» **YOUR GOAL**: Repeat every line of the items word for word, from the line containing "target | large tree trunk" down to the end of the items, including that first line.

» **GIVEN DATA**:

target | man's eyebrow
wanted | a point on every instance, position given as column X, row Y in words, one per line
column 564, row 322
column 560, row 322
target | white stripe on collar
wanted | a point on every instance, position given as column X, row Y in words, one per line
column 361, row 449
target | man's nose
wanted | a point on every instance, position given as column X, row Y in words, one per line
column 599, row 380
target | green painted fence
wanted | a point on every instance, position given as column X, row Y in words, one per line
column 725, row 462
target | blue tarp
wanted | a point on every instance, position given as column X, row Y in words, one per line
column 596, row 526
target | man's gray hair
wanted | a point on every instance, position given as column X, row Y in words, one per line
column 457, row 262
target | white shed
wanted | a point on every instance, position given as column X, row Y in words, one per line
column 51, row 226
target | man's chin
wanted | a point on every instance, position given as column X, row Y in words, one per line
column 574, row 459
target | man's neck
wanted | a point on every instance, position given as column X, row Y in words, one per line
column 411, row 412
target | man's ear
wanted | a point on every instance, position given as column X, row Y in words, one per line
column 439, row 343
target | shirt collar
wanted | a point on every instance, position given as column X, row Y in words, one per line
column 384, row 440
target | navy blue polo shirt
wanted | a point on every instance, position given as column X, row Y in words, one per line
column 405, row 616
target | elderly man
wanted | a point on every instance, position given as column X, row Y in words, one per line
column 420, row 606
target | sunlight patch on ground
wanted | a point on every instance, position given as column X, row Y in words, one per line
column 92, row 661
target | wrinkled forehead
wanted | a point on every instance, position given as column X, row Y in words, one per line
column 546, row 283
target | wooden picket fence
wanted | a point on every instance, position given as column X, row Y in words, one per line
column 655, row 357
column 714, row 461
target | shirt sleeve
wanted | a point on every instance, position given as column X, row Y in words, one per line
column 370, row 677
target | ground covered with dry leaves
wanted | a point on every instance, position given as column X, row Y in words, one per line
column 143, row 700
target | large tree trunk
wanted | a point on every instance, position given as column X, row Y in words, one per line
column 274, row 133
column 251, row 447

» **EXERCISE ANSWER**:
target | large tree trunk
wanted | a point on every instance, position given as column X, row Y in words, one per line
column 274, row 133
column 251, row 447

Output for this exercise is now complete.